* EXTRAIT SOURCE:
Obsessions quasi maladives pour l’évaluation
Bernard Lahire(1)Auteur du livre Savoir ou périr, éditions du Seuil., sociologue et chercheur au CNRS, dans un entretien accordé à l’hebdomadaire Marianne(2)https://www.marianne.net/agora/entretiens-et-debats/bernard-lahire-il-ny-a-pas-de-paradis-scolaire-dans-le-monde., analyse les effets mortifères de l’évaluation permanente à laquelle sont soumis les enfants dans l’ensemble du système scolaire. Pour lui, ces mises en concurrence de fait entre élèves assèchent la curiosité naturelle : cette qualité originelle de tout enfant est annihilée par l’environnement capitaliste dans lequel fonctionne l’école, qui y est de plus en plus soumise.
Il critique fermement l’environnement anxiogène qui règne dans notre système éducatif, qui tend à privilégier des méthodes polluées par la notation permanente à un authentique apprentissage en profondeur qui s’appuierait sur le développement de l’esprit critique et sur des échanges fondés sur la raison universelle.

* TÂCHE DEMANDÉE A: Recopiez le passage de l'extrait sur l'évaluation scolaire, de « Obsessions quasi maladives » à « en plus soumise. ».
* TÂCHE DEMANDÉE B:
Répondez à ces questions à partir de l'extrait sur l'évaluation scolaire.
(i) Dans quel hebdomadaire Bernard Lahire a-t-il accordé un entretien ?
(ii) Selon lui, qu'est-ce qui assèche la curiosité naturelle des enfants ?
(iii) Sur quoi s'appuierait un authentique apprentissage en profondeur ?

* DONNÉES EXTRAITES:
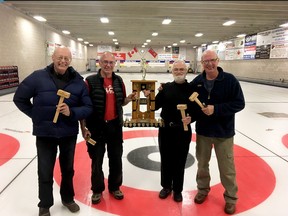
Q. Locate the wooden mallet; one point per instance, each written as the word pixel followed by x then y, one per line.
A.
pixel 63 95
pixel 182 108
pixel 91 141
pixel 193 97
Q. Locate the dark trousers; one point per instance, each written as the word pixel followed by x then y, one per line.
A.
pixel 47 151
pixel 112 137
pixel 174 145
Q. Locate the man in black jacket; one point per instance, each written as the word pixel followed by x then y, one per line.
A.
pixel 108 95
pixel 173 140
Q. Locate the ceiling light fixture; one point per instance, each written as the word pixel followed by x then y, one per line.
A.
pixel 65 32
pixel 198 34
pixel 284 25
pixel 228 23
pixel 166 21
pixel 40 18
pixel 241 35
pixel 104 20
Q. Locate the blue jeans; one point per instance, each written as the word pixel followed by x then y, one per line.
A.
pixel 110 136
pixel 47 148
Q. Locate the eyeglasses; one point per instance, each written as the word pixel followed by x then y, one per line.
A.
pixel 108 62
pixel 178 69
pixel 206 62
pixel 66 59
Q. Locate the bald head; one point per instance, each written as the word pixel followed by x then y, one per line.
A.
pixel 107 63
pixel 61 58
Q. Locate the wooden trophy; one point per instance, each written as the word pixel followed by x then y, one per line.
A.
pixel 144 118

* RÉSULTAT ATTENDU A:
Obsessions quasi maladives pour l’évaluation
Bernard Lahire(1)Auteur du livre Savoir ou périr, éditions du Seuil., sociologue et chercheur au CNRS, dans un entretien accordé à l’hebdomadaire Marianne(2)https://www.marianne.net/agora/entretiens-et-debats/bernard-lahire-il-ny-a-pas-de-paradis-scolaire-dans-le-monde., analyse les effets mortifères de l’évaluation permanente à laquelle sont soumis les enfants dans l’ensemble du système scolaire. Pour lui, ces mises en concurrence de fait entre élèves assèchent la curiosité naturelle : cette qualité originelle de tout enfant est annihilée par l’environnement capitaliste dans lequel fonctionne l’école, qui y est de plus en plus soumise.

* RÉSULTAT ATTENDU B:
(i) Dans l'hebdomadaire Marianne.
(ii) Les mises en concurrence de fait entre élèves.
(iii) Sur le développement de l'esprit critique et sur des échanges fondés sur la raison universelle.